> [Lo que se pide]:
**1.** Responda estas preguntas con datos del texto sobre los pech:
(a) ¿Qué porcentaje de la población indígena de Honduras representan los pech?
(b) ¿En qué año se publicó el libro «Pueblos Indígenas y Garífunas de Honduras»?
(c) ¿Qué cargo ocupa Mario Fiallos?
**2.** Indique si cada afirmación concuerda con el texto sobre los pech y cite las palabras que lo deciden:
(a) Según el texto sobre los pech, el principal problema actual de los pech es la migración.
(b) El asesinato de López Catalán apareció en las primeras planas.
(c) En Santa María del Carbón viven unos cinco mil pech.
====== Texto seleccionado ======
Pueblos Olvidados
Los pech: los eternos olvidados y resistentes
En esta segunda entrega del especial Pueblos Olvidades te contamos cómo viven los indígenas pech de las comunidades de Santa María del Carbón, en San Esteban y Vallecito, Dulce Nombre Culmí, en el departamento de Olancho. Los pech radican en los departamentos de Olancho y Colón y representan el 0.8% de la población indígena en Honduras. Actualmente, su principal problema es la migración debido a las precarias condiciones económicas.
Fotografías: Horacio Lorca
«Nosotros somos producto de la tierra y del bosque, si no hubiera tierra y bosque nos moriríamos y es por eso que luchamos para proteger esta fuente de vida».
Con este epígrafe inicia el libro «Pueblos Indígenas y Garífunas de Honduras», publicado en 1993, escrito por el antropólogo Ramón Rivas. La frase es de Blas López Catalán, un indígena pech de la comunidad de Santa María del Carbón, en el municipio de San Esteban, en el extenso departamento de Olancho.
Diecisiete años después de la publicación de aquella icónica investigación sobre los grupos indígenas y afrodescendientes de Honduras, López Catalán fue asesinado por defender un territorio que les pertenece a los pech desde 1862.
El crimen, cometido el 17 de enero de 2010, no ocupó ninguna primera plana ni trascendió las fronteras. Tampoco fue reivindicado por el movimiento social hondureño, congregado aquel año en las calles en pleno golpe de Estado. No hay ni una foto suya en el Internet.
Pero los pech de Santa María del Carbón no olvidan a López. Para ellos, como Berta Cáceres para los lencas, el legado de este profesor es más que la silueta de un mártir pintada sobre una manta, es el faro para quienes lo han relevado.
«Él inyectó la visión de la comunidad, todos seguimos hablando de Blas López, hasta tenemos un instituto y un jardín de niños que lleva su nombre», comenta Mario Fiallos, el joven presidente del Consejo Tribal de Santa María del Carbón, un pueblo donde viven unos dos mil pech.
En este país centroamericano, considerado como el más peligroso del mundo para los defensores de los territorios, otros líderes pech también han perdido sus vidas en las últimas décadas.
También lea: Honduras, uno de los países más hostiles para defensores de DD HH en 2022
Según los pech, los crímenes los cometen los bulá, los ladinos que explotan sus territorios ancestrales. «Son gente armada», susurran. Pero, relegados a las montañas más distantes de Olancho y Colón, o en las selvas más espesas de Gracias a Dios, a los pech ninguna autoridad los ha escuchado. El actual gobierno no es la excepción.
====== Datos extraídos ======
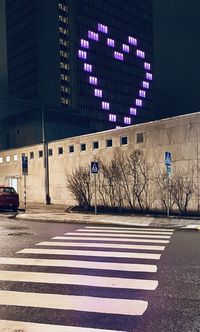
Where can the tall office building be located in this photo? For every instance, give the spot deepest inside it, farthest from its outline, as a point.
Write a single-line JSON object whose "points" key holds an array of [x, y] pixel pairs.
{"points": [[81, 65]]}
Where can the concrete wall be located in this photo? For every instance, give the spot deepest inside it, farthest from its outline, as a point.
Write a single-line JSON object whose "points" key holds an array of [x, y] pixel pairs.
{"points": [[179, 135]]}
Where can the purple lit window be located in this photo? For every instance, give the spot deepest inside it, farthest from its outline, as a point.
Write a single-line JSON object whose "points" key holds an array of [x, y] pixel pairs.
{"points": [[102, 28], [93, 80], [149, 76], [105, 105], [93, 35], [98, 93], [133, 111], [140, 54], [138, 102], [145, 84], [125, 48], [112, 118], [84, 43], [110, 42], [147, 66], [87, 67], [82, 54], [142, 93], [132, 40], [127, 120], [118, 56]]}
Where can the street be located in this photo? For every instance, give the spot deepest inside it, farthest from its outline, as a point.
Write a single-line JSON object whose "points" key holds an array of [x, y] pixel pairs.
{"points": [[98, 278]]}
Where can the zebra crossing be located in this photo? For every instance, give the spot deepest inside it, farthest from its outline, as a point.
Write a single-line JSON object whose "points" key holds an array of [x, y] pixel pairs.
{"points": [[94, 273]]}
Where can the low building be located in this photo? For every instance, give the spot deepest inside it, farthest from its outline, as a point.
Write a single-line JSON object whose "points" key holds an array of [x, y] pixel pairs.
{"points": [[179, 135]]}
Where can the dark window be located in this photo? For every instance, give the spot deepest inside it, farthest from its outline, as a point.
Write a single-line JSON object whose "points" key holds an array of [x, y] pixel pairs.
{"points": [[40, 153], [95, 145], [124, 140], [71, 148], [50, 152], [109, 143], [60, 150], [140, 138], [83, 147], [31, 155]]}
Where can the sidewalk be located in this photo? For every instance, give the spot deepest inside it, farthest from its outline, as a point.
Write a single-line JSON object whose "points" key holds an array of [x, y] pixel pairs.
{"points": [[56, 213]]}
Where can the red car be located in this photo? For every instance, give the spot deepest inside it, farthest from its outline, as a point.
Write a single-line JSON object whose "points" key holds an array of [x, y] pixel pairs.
{"points": [[9, 198]]}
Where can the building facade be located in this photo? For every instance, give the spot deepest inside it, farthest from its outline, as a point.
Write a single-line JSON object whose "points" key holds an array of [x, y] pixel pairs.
{"points": [[87, 65], [179, 135]]}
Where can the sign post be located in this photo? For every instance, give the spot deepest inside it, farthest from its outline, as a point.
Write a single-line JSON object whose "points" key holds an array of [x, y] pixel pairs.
{"points": [[24, 173], [168, 169], [94, 170]]}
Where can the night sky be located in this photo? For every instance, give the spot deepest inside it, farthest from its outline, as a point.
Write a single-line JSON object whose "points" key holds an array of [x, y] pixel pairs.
{"points": [[176, 56]]}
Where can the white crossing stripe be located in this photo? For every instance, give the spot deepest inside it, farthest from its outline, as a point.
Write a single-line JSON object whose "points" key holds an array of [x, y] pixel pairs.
{"points": [[131, 228], [73, 279], [100, 245], [113, 231], [89, 253], [72, 302], [110, 239], [18, 326], [122, 235], [79, 264]]}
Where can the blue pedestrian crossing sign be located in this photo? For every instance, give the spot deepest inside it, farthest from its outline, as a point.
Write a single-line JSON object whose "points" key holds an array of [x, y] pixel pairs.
{"points": [[94, 167], [167, 158]]}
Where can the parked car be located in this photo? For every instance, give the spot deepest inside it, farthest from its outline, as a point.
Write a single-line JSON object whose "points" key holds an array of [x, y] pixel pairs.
{"points": [[9, 198]]}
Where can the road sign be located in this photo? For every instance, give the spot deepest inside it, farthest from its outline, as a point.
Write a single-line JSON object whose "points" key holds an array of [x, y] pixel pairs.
{"points": [[94, 167], [167, 158], [24, 165]]}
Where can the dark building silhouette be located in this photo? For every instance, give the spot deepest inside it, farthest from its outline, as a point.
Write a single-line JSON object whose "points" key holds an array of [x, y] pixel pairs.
{"points": [[80, 65]]}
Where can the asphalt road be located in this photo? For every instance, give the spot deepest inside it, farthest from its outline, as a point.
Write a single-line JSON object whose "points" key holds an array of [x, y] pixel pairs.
{"points": [[171, 294]]}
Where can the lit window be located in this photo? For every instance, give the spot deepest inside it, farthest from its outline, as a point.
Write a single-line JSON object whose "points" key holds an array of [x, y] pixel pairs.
{"points": [[95, 145], [140, 54], [125, 48], [102, 28], [133, 111], [93, 35], [93, 80], [98, 93], [127, 120], [124, 140], [82, 54], [142, 93], [138, 102], [149, 76], [112, 118], [84, 43], [118, 56], [132, 40], [87, 67], [145, 84], [109, 143], [105, 105], [147, 66], [110, 42]]}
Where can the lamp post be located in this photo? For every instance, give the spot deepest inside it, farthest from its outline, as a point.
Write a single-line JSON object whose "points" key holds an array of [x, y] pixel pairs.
{"points": [[23, 102]]}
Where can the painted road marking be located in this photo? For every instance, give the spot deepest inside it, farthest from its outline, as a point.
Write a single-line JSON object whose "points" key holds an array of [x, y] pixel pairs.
{"points": [[11, 326], [71, 302], [122, 231], [83, 280], [89, 253], [122, 235], [79, 264], [100, 245], [110, 239], [130, 228]]}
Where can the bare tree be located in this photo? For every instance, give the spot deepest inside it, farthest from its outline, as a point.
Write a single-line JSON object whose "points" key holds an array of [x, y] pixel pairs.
{"points": [[80, 185]]}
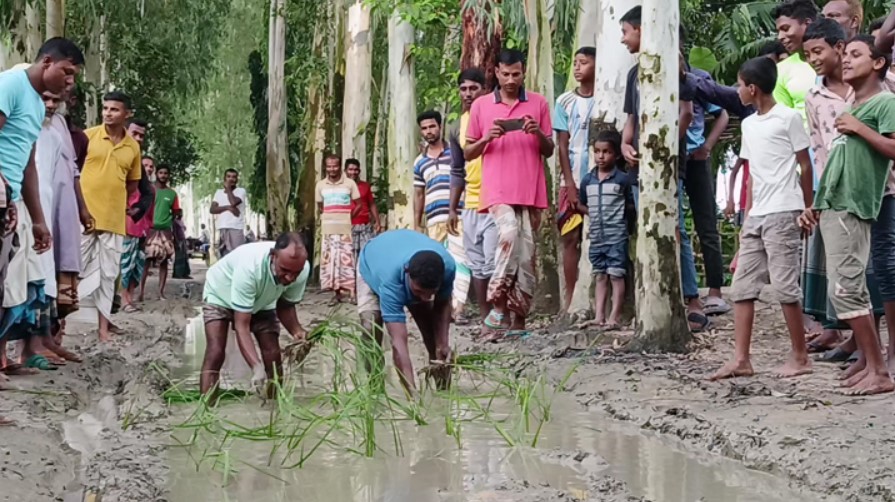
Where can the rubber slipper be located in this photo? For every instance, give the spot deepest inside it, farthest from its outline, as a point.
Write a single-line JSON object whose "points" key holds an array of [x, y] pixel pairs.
{"points": [[834, 355], [699, 319], [40, 362], [517, 334], [494, 320], [816, 348]]}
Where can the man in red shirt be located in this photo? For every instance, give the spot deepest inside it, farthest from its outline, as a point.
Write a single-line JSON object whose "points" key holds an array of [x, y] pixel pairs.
{"points": [[362, 228]]}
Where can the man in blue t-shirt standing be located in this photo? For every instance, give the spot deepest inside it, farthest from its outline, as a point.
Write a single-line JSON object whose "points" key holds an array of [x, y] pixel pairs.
{"points": [[402, 268]]}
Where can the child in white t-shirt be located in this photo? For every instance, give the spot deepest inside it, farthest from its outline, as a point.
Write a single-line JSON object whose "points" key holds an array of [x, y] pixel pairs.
{"points": [[776, 145]]}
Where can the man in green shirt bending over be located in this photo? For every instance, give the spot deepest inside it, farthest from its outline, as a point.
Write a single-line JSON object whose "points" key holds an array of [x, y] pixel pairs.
{"points": [[254, 288], [160, 241]]}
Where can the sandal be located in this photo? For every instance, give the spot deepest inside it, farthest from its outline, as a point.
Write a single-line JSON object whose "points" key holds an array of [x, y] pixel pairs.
{"points": [[700, 320], [834, 355], [494, 320], [40, 362]]}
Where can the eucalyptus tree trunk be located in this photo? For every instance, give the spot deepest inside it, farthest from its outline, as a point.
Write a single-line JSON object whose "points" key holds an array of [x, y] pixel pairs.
{"points": [[661, 318], [539, 78], [279, 179], [358, 82], [380, 155], [55, 18], [402, 127], [598, 23], [482, 33]]}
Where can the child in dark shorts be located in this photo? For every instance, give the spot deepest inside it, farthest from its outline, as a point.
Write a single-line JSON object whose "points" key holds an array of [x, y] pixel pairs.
{"points": [[606, 196]]}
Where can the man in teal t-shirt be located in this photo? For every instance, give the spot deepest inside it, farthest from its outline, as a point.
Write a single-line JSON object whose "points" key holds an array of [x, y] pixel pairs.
{"points": [[160, 241], [254, 288]]}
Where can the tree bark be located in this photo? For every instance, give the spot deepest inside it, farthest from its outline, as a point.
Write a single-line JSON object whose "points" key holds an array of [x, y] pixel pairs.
{"points": [[279, 178], [481, 38], [661, 318], [598, 24], [539, 78], [55, 18], [402, 130], [358, 82]]}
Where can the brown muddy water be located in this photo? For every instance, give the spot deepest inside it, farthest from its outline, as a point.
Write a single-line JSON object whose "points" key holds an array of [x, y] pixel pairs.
{"points": [[574, 447]]}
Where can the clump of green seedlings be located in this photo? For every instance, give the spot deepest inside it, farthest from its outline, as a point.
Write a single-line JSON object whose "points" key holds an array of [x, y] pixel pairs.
{"points": [[350, 404]]}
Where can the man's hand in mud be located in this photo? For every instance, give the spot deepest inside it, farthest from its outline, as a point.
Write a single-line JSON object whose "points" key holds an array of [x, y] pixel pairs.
{"points": [[630, 154], [12, 220], [453, 222], [42, 237]]}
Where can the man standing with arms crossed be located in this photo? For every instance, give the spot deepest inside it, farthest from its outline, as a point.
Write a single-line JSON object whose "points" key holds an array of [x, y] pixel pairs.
{"points": [[229, 205], [511, 131], [478, 230]]}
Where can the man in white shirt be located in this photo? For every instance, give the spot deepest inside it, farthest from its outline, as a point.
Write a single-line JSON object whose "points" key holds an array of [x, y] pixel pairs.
{"points": [[229, 206]]}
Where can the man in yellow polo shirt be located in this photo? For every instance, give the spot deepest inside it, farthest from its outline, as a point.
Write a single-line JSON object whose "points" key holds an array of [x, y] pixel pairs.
{"points": [[111, 173]]}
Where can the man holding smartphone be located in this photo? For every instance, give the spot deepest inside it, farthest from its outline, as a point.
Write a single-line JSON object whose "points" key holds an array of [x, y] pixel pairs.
{"points": [[511, 130]]}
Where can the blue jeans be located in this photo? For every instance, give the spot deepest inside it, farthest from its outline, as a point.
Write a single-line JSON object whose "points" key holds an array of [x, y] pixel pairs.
{"points": [[689, 283]]}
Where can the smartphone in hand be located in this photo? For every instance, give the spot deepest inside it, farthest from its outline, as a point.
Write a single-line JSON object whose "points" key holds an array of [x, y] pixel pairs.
{"points": [[510, 124]]}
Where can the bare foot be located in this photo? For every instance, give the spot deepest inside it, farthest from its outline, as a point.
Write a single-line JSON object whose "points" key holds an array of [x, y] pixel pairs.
{"points": [[853, 370], [793, 368], [733, 369], [854, 379], [872, 384]]}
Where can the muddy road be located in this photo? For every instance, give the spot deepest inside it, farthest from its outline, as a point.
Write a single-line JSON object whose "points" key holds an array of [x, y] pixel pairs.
{"points": [[629, 428]]}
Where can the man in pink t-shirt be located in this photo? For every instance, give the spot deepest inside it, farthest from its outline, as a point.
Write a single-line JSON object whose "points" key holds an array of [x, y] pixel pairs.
{"points": [[512, 132]]}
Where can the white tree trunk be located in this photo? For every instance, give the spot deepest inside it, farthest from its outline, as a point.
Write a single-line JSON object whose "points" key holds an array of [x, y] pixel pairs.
{"points": [[402, 128], [599, 23], [279, 176], [539, 78], [661, 318], [55, 18], [358, 82]]}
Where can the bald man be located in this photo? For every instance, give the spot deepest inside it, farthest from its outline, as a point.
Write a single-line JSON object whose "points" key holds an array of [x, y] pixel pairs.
{"points": [[254, 288]]}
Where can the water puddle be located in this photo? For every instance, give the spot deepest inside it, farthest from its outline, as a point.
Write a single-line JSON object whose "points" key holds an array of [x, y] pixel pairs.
{"points": [[574, 449]]}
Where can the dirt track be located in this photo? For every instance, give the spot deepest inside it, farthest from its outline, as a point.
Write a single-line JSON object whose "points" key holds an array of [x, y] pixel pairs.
{"points": [[70, 435]]}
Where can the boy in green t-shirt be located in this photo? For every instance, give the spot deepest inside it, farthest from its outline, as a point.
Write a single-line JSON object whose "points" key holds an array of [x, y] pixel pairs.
{"points": [[848, 200], [160, 242]]}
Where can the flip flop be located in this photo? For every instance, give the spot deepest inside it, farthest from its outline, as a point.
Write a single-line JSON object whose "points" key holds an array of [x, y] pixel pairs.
{"points": [[494, 320], [517, 334], [834, 355], [816, 348], [699, 319], [40, 362]]}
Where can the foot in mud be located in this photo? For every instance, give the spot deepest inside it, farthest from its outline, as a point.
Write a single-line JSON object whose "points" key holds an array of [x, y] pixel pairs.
{"points": [[870, 385], [853, 370], [793, 368], [733, 369]]}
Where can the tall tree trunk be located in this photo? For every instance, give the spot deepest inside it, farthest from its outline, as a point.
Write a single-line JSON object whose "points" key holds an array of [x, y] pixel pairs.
{"points": [[55, 18], [482, 34], [380, 153], [279, 179], [402, 131], [539, 75], [661, 318], [358, 82], [609, 93]]}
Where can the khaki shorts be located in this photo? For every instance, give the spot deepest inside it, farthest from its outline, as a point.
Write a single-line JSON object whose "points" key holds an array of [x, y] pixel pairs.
{"points": [[367, 301], [847, 247], [263, 322], [769, 255]]}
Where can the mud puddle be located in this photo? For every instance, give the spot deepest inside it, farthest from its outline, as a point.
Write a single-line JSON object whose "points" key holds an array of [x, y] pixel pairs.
{"points": [[574, 449]]}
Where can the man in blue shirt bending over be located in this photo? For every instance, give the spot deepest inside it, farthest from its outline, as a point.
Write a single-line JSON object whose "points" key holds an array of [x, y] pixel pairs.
{"points": [[401, 269]]}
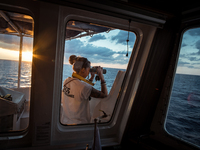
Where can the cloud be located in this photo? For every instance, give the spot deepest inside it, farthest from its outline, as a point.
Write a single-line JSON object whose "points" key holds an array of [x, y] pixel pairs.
{"points": [[97, 37], [12, 42], [183, 45], [181, 63], [94, 54], [122, 36], [193, 58]]}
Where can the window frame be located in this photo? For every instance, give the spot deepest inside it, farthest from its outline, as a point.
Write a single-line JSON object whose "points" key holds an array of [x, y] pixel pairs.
{"points": [[16, 135], [122, 85], [135, 68]]}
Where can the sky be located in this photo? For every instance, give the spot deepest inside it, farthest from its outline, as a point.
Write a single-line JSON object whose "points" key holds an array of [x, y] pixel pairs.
{"points": [[104, 49], [189, 57], [108, 49], [9, 47]]}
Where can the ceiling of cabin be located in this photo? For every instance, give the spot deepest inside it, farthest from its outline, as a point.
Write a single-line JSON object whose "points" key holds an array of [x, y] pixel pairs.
{"points": [[16, 24]]}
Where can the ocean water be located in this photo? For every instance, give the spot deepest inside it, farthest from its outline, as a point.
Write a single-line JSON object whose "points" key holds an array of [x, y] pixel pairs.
{"points": [[183, 118], [9, 74]]}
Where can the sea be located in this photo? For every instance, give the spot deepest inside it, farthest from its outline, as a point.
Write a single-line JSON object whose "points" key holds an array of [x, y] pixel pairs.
{"points": [[183, 119]]}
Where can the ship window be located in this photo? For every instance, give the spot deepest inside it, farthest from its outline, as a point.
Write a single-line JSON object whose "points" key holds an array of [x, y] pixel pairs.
{"points": [[102, 46], [16, 47], [183, 119]]}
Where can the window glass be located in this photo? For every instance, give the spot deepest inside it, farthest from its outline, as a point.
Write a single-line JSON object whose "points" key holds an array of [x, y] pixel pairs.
{"points": [[16, 47], [183, 119], [102, 46]]}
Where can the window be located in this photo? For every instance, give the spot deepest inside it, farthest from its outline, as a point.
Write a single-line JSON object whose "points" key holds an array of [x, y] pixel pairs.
{"points": [[16, 47], [183, 119], [102, 46]]}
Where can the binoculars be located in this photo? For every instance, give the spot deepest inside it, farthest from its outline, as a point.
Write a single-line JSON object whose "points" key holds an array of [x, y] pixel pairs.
{"points": [[95, 70]]}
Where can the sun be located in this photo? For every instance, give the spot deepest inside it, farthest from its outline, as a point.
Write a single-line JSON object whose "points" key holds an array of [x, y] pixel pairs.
{"points": [[27, 56]]}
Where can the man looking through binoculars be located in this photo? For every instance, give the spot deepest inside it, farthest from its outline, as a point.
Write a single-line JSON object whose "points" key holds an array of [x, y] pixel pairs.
{"points": [[76, 93]]}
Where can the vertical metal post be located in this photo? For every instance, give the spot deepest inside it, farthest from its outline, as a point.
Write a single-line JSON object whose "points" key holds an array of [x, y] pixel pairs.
{"points": [[20, 59]]}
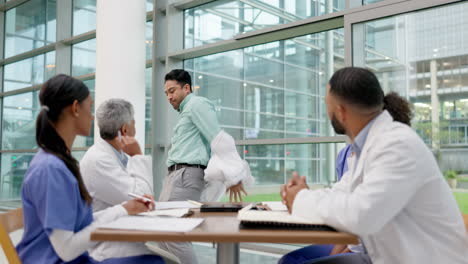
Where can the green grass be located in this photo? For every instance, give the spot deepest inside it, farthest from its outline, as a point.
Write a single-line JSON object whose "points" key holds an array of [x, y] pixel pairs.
{"points": [[462, 199]]}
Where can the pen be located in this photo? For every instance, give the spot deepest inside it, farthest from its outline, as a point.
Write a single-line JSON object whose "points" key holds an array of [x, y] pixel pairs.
{"points": [[195, 203], [146, 200]]}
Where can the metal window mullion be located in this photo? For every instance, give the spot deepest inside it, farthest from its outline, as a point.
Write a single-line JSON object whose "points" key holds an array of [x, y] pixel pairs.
{"points": [[287, 141], [63, 51], [2, 42], [232, 44]]}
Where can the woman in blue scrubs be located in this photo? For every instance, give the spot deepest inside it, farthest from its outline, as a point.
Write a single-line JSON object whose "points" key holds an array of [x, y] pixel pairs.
{"points": [[399, 108], [58, 218]]}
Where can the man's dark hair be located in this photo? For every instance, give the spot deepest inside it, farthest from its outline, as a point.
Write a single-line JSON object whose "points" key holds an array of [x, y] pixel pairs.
{"points": [[357, 86], [180, 76]]}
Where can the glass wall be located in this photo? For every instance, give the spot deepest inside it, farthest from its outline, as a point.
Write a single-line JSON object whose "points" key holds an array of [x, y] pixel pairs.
{"points": [[29, 26], [424, 57], [28, 72], [275, 90], [224, 19]]}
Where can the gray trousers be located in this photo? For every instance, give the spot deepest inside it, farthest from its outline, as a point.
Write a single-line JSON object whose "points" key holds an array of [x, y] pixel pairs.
{"points": [[181, 185]]}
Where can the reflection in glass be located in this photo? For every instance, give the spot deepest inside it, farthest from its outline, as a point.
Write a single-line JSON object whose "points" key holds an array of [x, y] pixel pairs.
{"points": [[29, 26], [12, 170], [424, 57], [273, 164], [84, 16], [273, 90], [149, 40], [220, 20], [29, 72], [84, 58], [148, 92], [81, 141]]}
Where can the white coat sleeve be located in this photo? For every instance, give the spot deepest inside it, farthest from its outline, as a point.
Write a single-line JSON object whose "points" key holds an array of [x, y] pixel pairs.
{"points": [[386, 188], [225, 164], [112, 183], [69, 245]]}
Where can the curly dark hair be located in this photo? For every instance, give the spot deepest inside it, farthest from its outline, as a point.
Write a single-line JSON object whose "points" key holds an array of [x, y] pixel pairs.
{"points": [[398, 107]]}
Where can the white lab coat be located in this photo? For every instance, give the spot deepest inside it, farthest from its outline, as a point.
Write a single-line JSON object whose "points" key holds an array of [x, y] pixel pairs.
{"points": [[395, 199], [225, 168], [108, 181]]}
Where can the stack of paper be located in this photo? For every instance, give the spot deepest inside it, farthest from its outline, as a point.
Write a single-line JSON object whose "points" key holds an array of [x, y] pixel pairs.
{"points": [[168, 212], [175, 205], [154, 224]]}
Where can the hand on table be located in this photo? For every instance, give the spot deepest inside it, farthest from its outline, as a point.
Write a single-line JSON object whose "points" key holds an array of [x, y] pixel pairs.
{"points": [[137, 205]]}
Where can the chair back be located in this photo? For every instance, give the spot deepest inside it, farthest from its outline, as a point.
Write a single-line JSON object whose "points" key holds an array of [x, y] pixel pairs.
{"points": [[9, 222]]}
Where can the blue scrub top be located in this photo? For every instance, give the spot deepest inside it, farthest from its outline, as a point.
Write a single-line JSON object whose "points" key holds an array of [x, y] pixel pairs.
{"points": [[51, 200]]}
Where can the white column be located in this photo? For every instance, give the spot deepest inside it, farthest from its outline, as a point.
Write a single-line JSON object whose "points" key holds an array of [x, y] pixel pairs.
{"points": [[120, 56]]}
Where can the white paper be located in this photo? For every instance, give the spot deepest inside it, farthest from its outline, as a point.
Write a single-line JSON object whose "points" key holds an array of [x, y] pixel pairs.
{"points": [[276, 206], [168, 212], [167, 224], [175, 205]]}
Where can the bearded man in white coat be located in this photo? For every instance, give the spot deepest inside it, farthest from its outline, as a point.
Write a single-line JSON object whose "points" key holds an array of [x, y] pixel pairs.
{"points": [[393, 196], [115, 166]]}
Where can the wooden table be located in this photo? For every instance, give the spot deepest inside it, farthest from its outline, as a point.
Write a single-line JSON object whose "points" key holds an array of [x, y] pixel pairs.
{"points": [[223, 229]]}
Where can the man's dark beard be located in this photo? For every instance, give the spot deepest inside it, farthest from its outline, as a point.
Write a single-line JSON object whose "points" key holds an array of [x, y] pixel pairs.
{"points": [[339, 129]]}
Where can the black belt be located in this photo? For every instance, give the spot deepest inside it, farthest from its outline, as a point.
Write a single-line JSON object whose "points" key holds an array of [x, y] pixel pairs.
{"points": [[184, 165]]}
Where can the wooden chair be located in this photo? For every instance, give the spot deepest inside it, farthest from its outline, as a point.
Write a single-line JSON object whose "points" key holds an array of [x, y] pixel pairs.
{"points": [[9, 222]]}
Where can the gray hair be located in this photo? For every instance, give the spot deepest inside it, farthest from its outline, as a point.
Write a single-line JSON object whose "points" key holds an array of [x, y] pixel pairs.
{"points": [[112, 115]]}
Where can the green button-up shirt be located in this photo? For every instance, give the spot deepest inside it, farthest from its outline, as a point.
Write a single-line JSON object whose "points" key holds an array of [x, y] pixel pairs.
{"points": [[196, 128]]}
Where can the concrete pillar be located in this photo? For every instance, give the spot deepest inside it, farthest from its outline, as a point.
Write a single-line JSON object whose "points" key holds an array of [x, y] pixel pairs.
{"points": [[434, 107], [120, 56]]}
======
> [Respuestas esperadas]:
**1.**
(a) El 0.8%.
(b) En 1993.
(c) Es presidente del Consejo Tribal de Santa María del Carbón.

**2.**
(a) Sí: «Actualmente, su principal problema es la migración debido a las precarias condiciones económicas».
(b) No: «no ocupó ninguna primera plana ni trascendió las fronteras».
(c) No: «un pueblo donde viven unos dos mil pech».